THE INPUT:
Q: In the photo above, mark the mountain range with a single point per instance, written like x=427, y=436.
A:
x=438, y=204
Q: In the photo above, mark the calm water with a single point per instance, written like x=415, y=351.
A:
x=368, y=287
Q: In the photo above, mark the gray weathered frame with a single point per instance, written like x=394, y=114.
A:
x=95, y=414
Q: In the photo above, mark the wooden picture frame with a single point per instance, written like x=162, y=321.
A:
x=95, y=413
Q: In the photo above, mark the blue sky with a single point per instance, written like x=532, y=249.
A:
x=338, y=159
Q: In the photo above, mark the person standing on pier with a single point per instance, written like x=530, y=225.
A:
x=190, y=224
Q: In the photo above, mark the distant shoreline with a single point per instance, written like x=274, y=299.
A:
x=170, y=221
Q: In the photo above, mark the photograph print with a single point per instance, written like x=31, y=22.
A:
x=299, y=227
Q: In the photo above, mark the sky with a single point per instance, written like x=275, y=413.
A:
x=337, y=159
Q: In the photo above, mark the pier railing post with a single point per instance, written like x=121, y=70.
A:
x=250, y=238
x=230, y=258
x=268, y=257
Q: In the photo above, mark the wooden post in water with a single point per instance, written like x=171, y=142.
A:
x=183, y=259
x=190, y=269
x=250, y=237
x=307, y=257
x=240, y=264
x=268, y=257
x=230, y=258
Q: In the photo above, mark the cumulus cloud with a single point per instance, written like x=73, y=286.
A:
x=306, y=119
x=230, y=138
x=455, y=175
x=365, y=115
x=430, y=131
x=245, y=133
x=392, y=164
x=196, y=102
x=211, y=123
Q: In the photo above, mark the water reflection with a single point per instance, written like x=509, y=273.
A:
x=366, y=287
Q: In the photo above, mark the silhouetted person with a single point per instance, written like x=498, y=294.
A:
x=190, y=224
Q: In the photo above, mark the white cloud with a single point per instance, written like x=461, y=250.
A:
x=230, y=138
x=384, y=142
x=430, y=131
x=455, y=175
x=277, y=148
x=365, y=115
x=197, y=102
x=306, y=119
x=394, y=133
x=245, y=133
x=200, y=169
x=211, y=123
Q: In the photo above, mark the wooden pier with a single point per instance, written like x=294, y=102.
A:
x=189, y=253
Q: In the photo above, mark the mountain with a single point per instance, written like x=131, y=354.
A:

WORK REQUEST: Search the entries above for the word "mountain" and copy each line where it appears.

RESULT:
Q: In the photo above, mark the mountain range with a single point per instance, written like x=427, y=436.
Q: In the photo above, mark the mountain with a single point per instance, written like x=131, y=354.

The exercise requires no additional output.